**** INPUT FOR THIS TASK ****

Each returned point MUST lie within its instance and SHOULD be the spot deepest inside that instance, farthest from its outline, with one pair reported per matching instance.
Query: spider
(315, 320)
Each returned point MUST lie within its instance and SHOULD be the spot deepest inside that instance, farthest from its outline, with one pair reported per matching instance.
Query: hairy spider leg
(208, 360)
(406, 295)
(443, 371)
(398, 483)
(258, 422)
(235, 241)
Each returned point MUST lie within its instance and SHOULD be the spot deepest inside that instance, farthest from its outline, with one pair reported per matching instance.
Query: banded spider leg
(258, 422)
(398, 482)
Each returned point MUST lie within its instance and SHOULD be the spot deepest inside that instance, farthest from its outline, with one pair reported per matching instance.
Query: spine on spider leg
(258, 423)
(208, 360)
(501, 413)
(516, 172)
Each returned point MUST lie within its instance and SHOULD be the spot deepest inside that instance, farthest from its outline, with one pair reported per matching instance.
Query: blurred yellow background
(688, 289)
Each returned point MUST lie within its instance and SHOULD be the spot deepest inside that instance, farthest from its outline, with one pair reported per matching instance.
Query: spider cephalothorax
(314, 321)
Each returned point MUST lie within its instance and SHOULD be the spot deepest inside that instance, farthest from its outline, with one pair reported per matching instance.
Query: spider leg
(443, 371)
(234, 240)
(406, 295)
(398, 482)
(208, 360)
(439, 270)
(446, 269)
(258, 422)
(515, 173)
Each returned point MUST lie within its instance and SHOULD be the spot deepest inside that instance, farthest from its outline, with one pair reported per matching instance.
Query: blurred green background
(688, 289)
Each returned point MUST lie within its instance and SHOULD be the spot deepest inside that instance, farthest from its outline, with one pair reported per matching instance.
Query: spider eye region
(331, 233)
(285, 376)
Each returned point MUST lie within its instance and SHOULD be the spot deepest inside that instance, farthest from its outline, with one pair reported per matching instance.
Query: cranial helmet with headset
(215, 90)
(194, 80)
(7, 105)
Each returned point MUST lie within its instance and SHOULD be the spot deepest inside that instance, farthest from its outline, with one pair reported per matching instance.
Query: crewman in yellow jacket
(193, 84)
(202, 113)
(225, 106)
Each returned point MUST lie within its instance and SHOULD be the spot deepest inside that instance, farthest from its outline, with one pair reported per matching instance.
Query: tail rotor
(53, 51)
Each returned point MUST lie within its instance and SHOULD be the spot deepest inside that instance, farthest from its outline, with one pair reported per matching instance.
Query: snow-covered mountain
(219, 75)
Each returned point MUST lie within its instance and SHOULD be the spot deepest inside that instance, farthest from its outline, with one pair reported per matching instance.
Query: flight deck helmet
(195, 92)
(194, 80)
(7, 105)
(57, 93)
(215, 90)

****

- **HOW TO COMPLETE THIS TASK**:
The records above should be restated exactly, line for line.

- **ANSWER BOX**:
Each returned point MUST lie within its instance and SHOULD be the spot deepest inside that instance, farthest from its outline, with one pair reported per matching instance.
Query: spider
(315, 320)
Each returned point MUST lie within its instance and SHOULD be the spot deepest inside that instance, farthest from its outline, with one pair reported per matching instance.
Query: hairy spider leg
(208, 360)
(406, 295)
(443, 371)
(398, 483)
(258, 422)
(235, 241)
Each returned point MUST lie within its instance and SHOULD be the spot deepest inside that instance, farthest from its outline, with one pair reported per matching instance.
Query: banded spider leg
(258, 422)
(398, 482)
Each returned point MUST lie within its instance and SHOULD be the spot deepest inside that instance, farthest from its outline, with one pair reported per matching instance.
Query: spine on spider leg
(258, 423)
(208, 360)
(501, 413)
(516, 172)
Each returned point MUST lie within its instance and SHOULD be the spot deepest inside that instance, farthest from its outline, with one pair reported per matching instance.
Query: blurred yellow background
(688, 289)
Each returned point MUST lie within its instance and SHOULD be the spot deepest inside that instance, farthest from its outline, with one pair reported per matching instance.
Query: spider cephalothorax
(314, 321)
Each returned point MUST lie within its instance and SHOULD be the spot deepest inside that instance, farthest from its outline, with one pair reported per matching instance.
Query: spider leg
(443, 371)
(234, 240)
(406, 295)
(398, 482)
(208, 360)
(439, 270)
(446, 269)
(258, 422)
(515, 173)
Each returned point MUST lie within its instance and SHOULD be the spot deepest inside that instance, farthest from its outline, with one pair reported per matching instance.
Query: blurred green background
(688, 289)
Each returned point MUST lie within its instance and SHOULD be the spot deepest inside that instance, farthest from its outline, with one pair reported per matching instance.
Query: spider eye region
(331, 233)
(285, 376)
Each returned point MUST lie within its instance and SHOULD be the spot deepest inside that instance, farthest from its outline, with one pair reported per matching instance.
Query: cranial helmet with headset
(215, 90)
(194, 80)
(7, 105)
Each returned point MUST lie within its instance and SHOULD be the spot deepest inside that instance, farthest from its outline, with one pair reported per matching instance.
Query: crewman in yellow jacket
(193, 84)
(202, 113)
(225, 106)
Each returned point MUST lie within its instance and SHOULD be the spot deepest inside that instance, farthest from its outline, with one pair reported per matching instance.
Query: tail rotor
(53, 51)
Each returned point MUST lie within its instance and SHOULD be the spot deepest inside that instance, farthest from its outline, with one pair reported per matching instance.
Query: snow-covered mountain
(219, 75)
Each returned point MUST lie within its instance and SHOULD be the spot deepest inside that instance, farthest from its outline, with one pair reported per matching instance.
Query: flight deck helmet
(195, 92)
(194, 80)
(7, 105)
(57, 93)
(215, 90)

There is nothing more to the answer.